◆ **Problem to solve**: Copy the material starting at its first line and ending at the line that contains "point(339, 175)", changing "lighthouse dome" to "lighthouse lantern" and keeping everything else the same.

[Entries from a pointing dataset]

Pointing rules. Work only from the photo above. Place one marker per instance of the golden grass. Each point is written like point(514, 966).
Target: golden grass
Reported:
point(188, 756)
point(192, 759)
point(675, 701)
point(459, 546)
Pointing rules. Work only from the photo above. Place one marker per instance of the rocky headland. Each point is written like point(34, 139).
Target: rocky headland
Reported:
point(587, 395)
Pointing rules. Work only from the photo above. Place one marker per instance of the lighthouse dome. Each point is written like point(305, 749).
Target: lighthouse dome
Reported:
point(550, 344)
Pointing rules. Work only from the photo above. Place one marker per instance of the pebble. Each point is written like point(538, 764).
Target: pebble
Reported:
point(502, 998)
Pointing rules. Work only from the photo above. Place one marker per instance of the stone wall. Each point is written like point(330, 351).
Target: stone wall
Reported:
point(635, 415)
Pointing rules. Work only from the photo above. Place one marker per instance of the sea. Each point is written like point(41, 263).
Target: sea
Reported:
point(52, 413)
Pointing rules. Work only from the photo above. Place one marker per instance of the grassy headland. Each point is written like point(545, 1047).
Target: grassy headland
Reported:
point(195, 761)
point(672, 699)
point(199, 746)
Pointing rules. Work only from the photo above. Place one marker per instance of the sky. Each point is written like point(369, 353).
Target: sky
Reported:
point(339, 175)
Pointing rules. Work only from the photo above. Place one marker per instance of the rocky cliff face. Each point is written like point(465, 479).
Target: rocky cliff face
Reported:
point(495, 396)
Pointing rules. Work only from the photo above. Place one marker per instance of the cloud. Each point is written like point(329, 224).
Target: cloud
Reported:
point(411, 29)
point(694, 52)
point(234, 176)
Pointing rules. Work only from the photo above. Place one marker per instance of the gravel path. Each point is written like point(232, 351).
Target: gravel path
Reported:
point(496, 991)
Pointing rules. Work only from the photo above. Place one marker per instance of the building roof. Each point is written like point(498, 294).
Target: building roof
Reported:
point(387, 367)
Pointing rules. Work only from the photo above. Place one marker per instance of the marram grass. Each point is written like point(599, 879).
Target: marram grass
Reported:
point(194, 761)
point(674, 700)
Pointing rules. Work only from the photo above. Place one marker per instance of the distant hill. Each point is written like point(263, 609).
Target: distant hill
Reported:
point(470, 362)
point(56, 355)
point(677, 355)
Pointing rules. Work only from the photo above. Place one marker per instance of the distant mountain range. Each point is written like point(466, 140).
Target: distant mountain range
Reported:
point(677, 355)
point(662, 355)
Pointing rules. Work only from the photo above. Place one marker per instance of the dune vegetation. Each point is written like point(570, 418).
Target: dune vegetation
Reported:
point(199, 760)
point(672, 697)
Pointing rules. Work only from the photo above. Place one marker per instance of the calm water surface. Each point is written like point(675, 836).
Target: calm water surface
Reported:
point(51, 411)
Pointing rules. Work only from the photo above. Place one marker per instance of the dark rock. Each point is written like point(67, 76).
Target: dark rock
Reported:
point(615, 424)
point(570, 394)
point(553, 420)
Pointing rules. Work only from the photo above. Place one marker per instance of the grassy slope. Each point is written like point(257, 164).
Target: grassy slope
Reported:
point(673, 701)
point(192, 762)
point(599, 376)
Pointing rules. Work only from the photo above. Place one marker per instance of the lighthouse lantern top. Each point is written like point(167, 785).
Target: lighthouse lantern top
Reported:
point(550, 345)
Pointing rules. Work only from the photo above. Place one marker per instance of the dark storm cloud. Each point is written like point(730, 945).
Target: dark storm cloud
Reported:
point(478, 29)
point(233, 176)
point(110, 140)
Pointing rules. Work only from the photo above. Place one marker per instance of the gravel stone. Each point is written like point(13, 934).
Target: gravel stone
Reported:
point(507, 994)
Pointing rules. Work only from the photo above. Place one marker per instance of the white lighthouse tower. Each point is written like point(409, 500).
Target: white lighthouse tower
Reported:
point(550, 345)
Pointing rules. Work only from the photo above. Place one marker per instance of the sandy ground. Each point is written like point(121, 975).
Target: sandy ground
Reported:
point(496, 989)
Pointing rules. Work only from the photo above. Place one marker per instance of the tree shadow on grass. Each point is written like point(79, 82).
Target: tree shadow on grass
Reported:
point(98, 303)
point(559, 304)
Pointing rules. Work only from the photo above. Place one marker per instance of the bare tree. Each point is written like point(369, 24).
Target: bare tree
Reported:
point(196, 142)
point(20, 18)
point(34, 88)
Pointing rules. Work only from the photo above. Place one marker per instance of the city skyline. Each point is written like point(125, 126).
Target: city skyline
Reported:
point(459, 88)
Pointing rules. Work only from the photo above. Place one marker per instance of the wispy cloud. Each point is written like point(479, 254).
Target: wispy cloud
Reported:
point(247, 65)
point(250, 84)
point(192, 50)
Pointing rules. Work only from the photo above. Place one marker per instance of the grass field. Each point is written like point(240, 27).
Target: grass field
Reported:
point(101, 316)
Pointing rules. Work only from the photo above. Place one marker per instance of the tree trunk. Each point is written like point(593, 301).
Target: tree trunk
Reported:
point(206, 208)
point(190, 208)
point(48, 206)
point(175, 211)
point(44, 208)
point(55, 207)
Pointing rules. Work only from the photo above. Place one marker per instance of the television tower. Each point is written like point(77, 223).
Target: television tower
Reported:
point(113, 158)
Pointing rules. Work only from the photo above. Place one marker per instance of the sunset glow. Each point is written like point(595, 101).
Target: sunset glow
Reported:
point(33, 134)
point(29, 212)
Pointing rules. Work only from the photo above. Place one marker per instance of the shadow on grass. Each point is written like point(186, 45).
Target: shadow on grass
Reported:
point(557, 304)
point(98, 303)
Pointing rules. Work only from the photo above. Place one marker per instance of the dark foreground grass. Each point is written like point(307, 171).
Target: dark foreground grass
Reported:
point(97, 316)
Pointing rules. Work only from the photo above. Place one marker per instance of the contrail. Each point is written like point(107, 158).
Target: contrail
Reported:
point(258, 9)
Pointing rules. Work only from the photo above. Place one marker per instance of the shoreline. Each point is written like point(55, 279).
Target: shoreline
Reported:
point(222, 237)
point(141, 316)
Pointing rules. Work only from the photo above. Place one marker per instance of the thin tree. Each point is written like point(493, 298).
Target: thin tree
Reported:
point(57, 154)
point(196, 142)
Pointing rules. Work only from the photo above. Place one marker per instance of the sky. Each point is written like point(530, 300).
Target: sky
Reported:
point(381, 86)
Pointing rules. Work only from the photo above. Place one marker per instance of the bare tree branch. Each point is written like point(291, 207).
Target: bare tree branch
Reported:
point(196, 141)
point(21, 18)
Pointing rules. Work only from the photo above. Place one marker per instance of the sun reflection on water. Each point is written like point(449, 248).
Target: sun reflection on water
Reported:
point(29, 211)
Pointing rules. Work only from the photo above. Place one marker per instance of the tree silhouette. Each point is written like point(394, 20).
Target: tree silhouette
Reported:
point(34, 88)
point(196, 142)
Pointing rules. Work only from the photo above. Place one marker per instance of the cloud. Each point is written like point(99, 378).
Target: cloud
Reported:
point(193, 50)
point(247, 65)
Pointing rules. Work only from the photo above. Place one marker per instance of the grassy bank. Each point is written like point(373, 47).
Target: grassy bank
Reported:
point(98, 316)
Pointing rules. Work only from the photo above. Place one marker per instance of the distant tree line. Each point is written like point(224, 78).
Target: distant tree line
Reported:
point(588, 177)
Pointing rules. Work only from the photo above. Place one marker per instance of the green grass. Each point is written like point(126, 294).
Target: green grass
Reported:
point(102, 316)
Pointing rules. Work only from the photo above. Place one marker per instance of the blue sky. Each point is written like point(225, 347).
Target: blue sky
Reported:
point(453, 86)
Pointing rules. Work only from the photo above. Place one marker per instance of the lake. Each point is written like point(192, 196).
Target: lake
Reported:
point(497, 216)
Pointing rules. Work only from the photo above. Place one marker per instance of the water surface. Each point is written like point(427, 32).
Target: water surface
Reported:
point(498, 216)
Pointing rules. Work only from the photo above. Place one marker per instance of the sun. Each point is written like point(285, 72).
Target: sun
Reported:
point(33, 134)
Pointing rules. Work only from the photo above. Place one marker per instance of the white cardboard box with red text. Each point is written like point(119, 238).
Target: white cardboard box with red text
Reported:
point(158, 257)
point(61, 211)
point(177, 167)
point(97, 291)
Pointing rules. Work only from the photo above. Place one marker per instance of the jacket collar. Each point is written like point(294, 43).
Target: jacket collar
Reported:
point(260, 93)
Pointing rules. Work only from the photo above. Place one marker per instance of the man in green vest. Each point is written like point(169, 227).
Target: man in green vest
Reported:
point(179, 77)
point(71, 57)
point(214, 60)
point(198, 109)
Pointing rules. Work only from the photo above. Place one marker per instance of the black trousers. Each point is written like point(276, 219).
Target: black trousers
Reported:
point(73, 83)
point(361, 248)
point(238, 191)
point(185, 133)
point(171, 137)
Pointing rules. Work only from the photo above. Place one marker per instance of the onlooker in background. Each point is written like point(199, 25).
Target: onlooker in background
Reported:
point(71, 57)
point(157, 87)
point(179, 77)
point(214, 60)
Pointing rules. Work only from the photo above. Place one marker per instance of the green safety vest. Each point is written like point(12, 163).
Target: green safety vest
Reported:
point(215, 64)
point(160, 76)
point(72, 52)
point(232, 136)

◆ **Written solution**:
Pointing rules. Work only from the photo above. Place one marker per instance of the golden grass. Each point is written like point(514, 966).
Target: golden grass
Reported:
point(188, 756)
point(192, 759)
point(675, 701)
point(459, 546)
Pointing rules. Work only from the photo above. Place one marker per instance of the rocky headland. Each point is written like point(34, 139).
Target: rocky headland
Reported:
point(587, 395)
Pointing rules. Work only from the photo above. Place one marker per instance of the lighthouse lantern. Each point is written like point(305, 749).
Target: lighthouse lantern
Reported:
point(550, 344)
Pointing rules. Work only from the photo above. Place one marker per instance of the pebble. Each point is written like point(538, 764).
Target: pebble
Reported:
point(502, 998)
Pointing rules. Work only from the photo above. Place one marker per instance of the stone wall. Each point is written like point(330, 351).
Target: stone wall
Reported:
point(635, 415)
Pointing rules. Work only from the photo above. Place one marker per instance of the sea. Each point is written like point(41, 263).
Target: sea
Reported:
point(52, 413)
Pointing rules. Work only from the photo above. Place one marker per instance of the grassy headland. Each point is written like point(545, 1047).
Target: grassy headland
Reported:
point(195, 761)
point(672, 699)
point(199, 746)
Pointing rules. Work only from the photo above. Place one marker per instance of the sky. Each point is written like point(369, 353).
Target: sky
Reported:
point(339, 175)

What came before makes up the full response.